▶ **PAGE TEXT**:
Re: Why my tests shows Yarn is worse than MRv1 for terasort?

Posted by Jian Fang <ji...@gmail.com>.

The Terasort output for MR2 is as follows.

2013-10-22 21:40:16,261 INFO org.apache.hadoop.mapreduce.Job (main):
Counters: 46
        File System Counters
                FILE: Number of bytes read=456102049355
                FILE: Number of bytes written=897246250517
                FILE: Number of read operations=0
                FILE: Number of large read operations=0
                FILE: Number of write operations=0
                HDFS: Number of bytes read=1000000851200
                HDFS: Number of bytes written=1000000000000
                HDFS: Number of read operations=32131
                HDFS: Number of large read operations=0
                HDFS: Number of write operations=224
        Job Counters
                Killed map tasks=1
                Killed reduce tasks=20
                Launched map tasks=7601
                Launched reduce tasks=132
                Data-local map tasks=7591
                Rack-local map tasks=10
                Total time spent by all maps in occupied slots
(ms)=1696141311
                Total time spent by all reduces in occupied slots
(ms)=2664045096
        Map-Reduce Framework
                Map input records=10000000000
                Map output records=10000000000
                Map output bytes=1020000000000
                Map output materialized bytes=440486356802
                Input split bytes=851200
                Combine input records=0
                Combine output records=0
                Reduce input groups=10000000000
                Reduce shuffle bytes=440486356802
                Reduce input records=10000000000
                Reduce output records=10000000000
                Spilled Records=20000000000
                Shuffled Maps =851200
                Failed Shuffles=61
                Merged Map outputs=851200
                GC time elapsed (ms)=4215666
                CPU time spent (ms)=192433000
                Physical memory (bytes) snapshot=3349356380160
                Virtual memory (bytes) snapshot=9665208745984
                Total committed heap usage (bytes)=3636854259712
        Shuffle Errors
                BAD_ID=0
                CONNECTION=0
                IO_ERROR=4
                WRONG_LENGTH=0
                WRONG_MAP=0
                WRONG_REDUCE=0
        File Input Format Counters
                Bytes Read=1000000000000
        File Output Format Counters
                Bytes Written=1000000000000

Thanks,

John



On Tue, Oct 22, 2013 at 2:44 PM, Jian Fang <ji...@gmail.com>wrote:

> Hi,
>
> I have the same problem. I compared Hadoop 2.2.0 with Hadoop 1.0.3 and it
> turned out that the terasort for MR2 is 2 times slower than that in MR1. I
> cannot really believe it.

▶ **SUPPLIED DATA**:
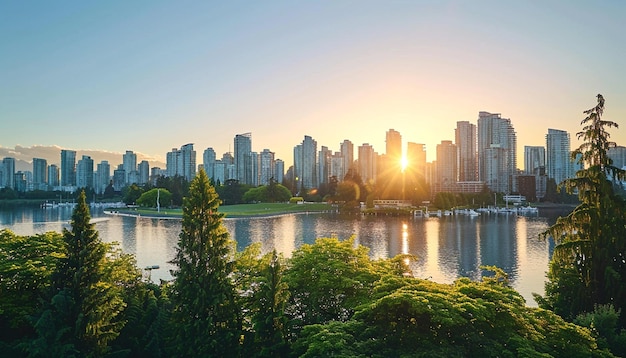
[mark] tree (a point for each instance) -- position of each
(269, 320)
(149, 198)
(588, 267)
(84, 311)
(26, 265)
(131, 194)
(204, 317)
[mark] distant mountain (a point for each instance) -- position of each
(24, 156)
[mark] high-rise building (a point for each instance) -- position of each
(279, 170)
(54, 176)
(208, 160)
(119, 178)
(7, 173)
(618, 156)
(68, 167)
(559, 165)
(243, 161)
(40, 174)
(467, 154)
(446, 171)
(497, 152)
(347, 153)
(129, 164)
(143, 169)
(323, 165)
(336, 169)
(534, 160)
(367, 163)
(267, 167)
(416, 159)
(84, 172)
(393, 151)
(181, 162)
(305, 159)
(103, 176)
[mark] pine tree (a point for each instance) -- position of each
(588, 267)
(85, 309)
(270, 322)
(204, 317)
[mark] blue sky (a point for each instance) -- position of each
(150, 76)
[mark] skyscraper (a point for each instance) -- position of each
(497, 152)
(143, 169)
(243, 161)
(534, 160)
(40, 174)
(305, 159)
(393, 151)
(84, 172)
(208, 160)
(68, 167)
(559, 165)
(467, 155)
(181, 162)
(129, 164)
(446, 171)
(367, 163)
(103, 176)
(347, 153)
(7, 173)
(53, 176)
(323, 167)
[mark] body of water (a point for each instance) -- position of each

▶ **SHORT EXERCISE 1**:
In the terasort post, how many reduce tasks were launched?
▶ **SHORT EXERCISE 2**:
For each statement, say whether it agrees with the terasort post. Answer yes or no and quote the deciding words. (a) Hadoop 2.2.0 was compared with Hadoop 1.0.3. (b) No map tasks were killed. (c) The job recorded 61 failed shuffles.
▶ **SHORT EXERCISE 3**:
Carry the terasort post forward from its last sentence.
The material has no connection to the terasort post.

▶ **TASK RESULT 1**:
132

▶ **TASK RESULT 2**:
(a) Yes: "I compared Hadoop 2.2.0 with Hadoop 1.0.3"
(b) No: "Killed map tasks=1"
(c) Yes: "Failed Shuffles=61"

▶ **TASK RESULT 3**:
>
> The cluster has 20 nodes with 19 data nodes.  My Hadoop 2.2.0 cluster
> configurations are as follows.
>
>         mapreduce.map.java.opts = "-Xmx512m";
>         mapreduce.reduce.java.opts = "-Xmx1536m";
>         mapreduce.map.memory.mb = "768";
>         mapreduce.reduce.memory.mb = "2048";
>
>         yarn.scheduler.minimum-allocation-mb = "256";
>         yarn.scheduler.maximum-allocation-mb = "8192";
>         yarn.nodemanager.resource.memory-mb = "12288";
>         yarn.nodemanager.resource.cpu-vcores = "16";
>
>         mapreduce.reduce.shuffle.parallelcopies = "20";
>         mapreduce.task.io.sort.factor = "48";
>         mapreduce.task.io.sort.mb = "200";
>         mapreduce.map.speculative = "true";
>         mapreduce.reduce.speculative = "true";
>         mapreduce.framework.name = "yarn";
>         yarn.app.mapreduce.am.job.task.listener.thread-count = "60";
>         mapreduce.map.cpu.vcores = "1";
>         mapreduce.reduce.cpu.vcores = "2";
>
>         mapreduce.job.jvm.numtasks = "20";
>         mapreduce.map.output.compress = "true";
>         mapreduce.map.output.compress.codec =
> "org.apache.hadoop.io.compress.SnappyCodec";
>
>         yarn.resourcemanager.client.thread-count = "64";
>         yarn.resourcemanager.scheduler.client.thread-count = "64";
>         yarn.resourcemanager.resource-tracker.client.thread-count = "64";
>         yarn.resourcemanager.scheduler.class =
> "org.apache.hadoop.yarn.server.resourcemanager.scheduler.capacity.CapacityScheduler";
>         yarn.nodemanager.aux-services = "mapreduce_shuffle";
>         yarn.nodemanager.aux-services.mapreduce.shuffle.class =
> "org.apache.hadoop.mapred.ShuffleHandler";
>         yarn.nodemanager.vmem-pmem-ratio = "5";
>         yarn.nodemanager.container-executor.class =
> "org.apache.hadoop.yarn.server.nodemanager.DefaultContainerExecutor";
>         yarn.nodemanager.container-manager.thread-count = "64";
>         yarn.nodemanager.localizer.client.thread-count = "20";
>         yarn.nodemanager.localizer.fetch.thread-count = "20";
>
> My Hadoop 1.0.3 has the same memory/disks/cores and almost the same other
> configurations. In MR1, the 1TB terasort took about 45 minutes, but it took
> around 90 minutes in MR2.
>
> Does anyone know what is wrong here? Or do I need some special
> configurations for terasort to work better in MR2?
>
> Thanks in advance,
>
> John
>
>
> On Tue, Jun 18, 2013 at 3:11 AM, Michel Segel <mi...@hotmail.com>wrote:
>
>> Sam,
>> I think your cluster is too small for any meaningful conclusions to be
>> made.
>>
>>
>> Sent from a remote device. Please excuse any typos...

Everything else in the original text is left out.